Problem details = In each of the items below, replace "I need to know the location of" with "Please find", and leave all other text unchanged.

Excerpted records =
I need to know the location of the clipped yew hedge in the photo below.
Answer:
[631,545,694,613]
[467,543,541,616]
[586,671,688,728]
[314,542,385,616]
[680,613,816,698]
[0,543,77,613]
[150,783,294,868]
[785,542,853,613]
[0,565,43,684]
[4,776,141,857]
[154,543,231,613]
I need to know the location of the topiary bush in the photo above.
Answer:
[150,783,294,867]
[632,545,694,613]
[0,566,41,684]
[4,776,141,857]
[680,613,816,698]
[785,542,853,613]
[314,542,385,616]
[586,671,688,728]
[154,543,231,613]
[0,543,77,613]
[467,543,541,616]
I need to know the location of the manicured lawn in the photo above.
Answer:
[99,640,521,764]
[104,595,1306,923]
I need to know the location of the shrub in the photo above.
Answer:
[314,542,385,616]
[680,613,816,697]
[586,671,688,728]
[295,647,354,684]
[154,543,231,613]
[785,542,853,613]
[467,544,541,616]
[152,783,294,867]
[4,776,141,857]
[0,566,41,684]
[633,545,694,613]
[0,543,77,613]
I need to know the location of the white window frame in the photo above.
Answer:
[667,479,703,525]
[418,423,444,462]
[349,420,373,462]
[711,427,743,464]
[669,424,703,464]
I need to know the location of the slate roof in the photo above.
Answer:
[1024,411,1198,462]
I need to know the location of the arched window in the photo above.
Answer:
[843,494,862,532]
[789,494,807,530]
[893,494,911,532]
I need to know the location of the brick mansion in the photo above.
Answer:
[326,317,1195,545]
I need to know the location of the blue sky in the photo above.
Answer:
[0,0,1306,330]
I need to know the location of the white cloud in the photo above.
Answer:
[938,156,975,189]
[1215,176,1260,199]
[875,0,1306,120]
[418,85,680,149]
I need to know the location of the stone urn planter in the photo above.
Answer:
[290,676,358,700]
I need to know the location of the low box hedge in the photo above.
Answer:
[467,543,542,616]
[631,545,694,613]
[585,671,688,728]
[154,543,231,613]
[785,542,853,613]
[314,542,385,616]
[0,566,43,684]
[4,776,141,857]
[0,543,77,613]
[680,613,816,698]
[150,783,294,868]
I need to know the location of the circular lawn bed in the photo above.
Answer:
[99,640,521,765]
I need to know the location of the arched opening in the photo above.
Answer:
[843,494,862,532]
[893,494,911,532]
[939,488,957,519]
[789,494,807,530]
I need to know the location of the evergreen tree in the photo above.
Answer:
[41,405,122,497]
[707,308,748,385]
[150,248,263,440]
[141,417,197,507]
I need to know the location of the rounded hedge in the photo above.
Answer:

The reply =
Please find the clipped yew hedge in the photo below.
Answer:
[631,545,694,613]
[467,543,541,616]
[586,671,688,728]
[314,542,385,616]
[680,613,816,698]
[0,543,77,613]
[150,783,294,868]
[785,542,853,613]
[0,565,43,684]
[4,776,141,857]
[154,543,231,613]
Please find the topiary bush in the photo above.
Answer:
[150,783,294,867]
[632,545,694,613]
[0,566,41,684]
[4,776,141,857]
[680,613,816,698]
[785,542,853,613]
[314,542,385,616]
[586,671,688,728]
[154,543,231,613]
[0,543,77,613]
[467,543,541,616]
Please find the manicured lawn in the photo above.
Answer:
[99,640,521,764]
[104,595,1306,923]
Please find the shrub in the photo above.
Answer:
[314,542,385,616]
[680,613,816,697]
[586,671,688,728]
[295,647,354,684]
[154,543,231,613]
[785,542,853,613]
[467,544,541,616]
[152,783,294,867]
[4,776,141,857]
[0,566,41,684]
[633,545,694,613]
[0,543,77,613]
Please find the white window frame in the photo above.
Answer:
[667,479,703,525]
[418,423,444,462]
[349,420,373,462]
[711,427,743,464]
[669,424,703,464]
Please find the slate roof in the photo above.
Answer:
[1024,411,1198,462]
Please find the arched window in the photo above.
Answer:
[843,494,862,532]
[789,494,807,530]
[893,494,911,532]
Please find the brick mansion in the photo above.
Answer:
[326,317,1195,545]
Please find the blue sky in the photo above.
Answer:
[0,0,1306,330]
Please find the white cloud in the photo above.
Answer:
[938,156,975,189]
[1215,176,1260,199]
[875,0,1306,120]
[418,85,680,149]
Please find the stone urn planter in the photo above.
Answer:
[290,676,358,700]
Please find the low box hedge in the photo above.
Answer:
[467,543,542,616]
[631,545,694,613]
[585,671,688,728]
[154,543,231,613]
[785,542,853,613]
[314,542,385,616]
[0,566,43,684]
[4,776,141,857]
[0,543,77,613]
[680,613,816,698]
[150,783,294,868]
Please find the circular lawn bed in the photo above.
Answer:
[99,640,521,765]
Please find the arched opening in the photo above.
Answer:
[843,494,862,532]
[893,494,911,532]
[939,488,957,519]
[789,494,807,530]
Please find the evergreen tree in the photo above.
Answer:
[41,405,122,497]
[707,308,748,385]
[150,248,263,440]
[141,417,197,507]
Please find the rounded hedge in the photo above.
Answer:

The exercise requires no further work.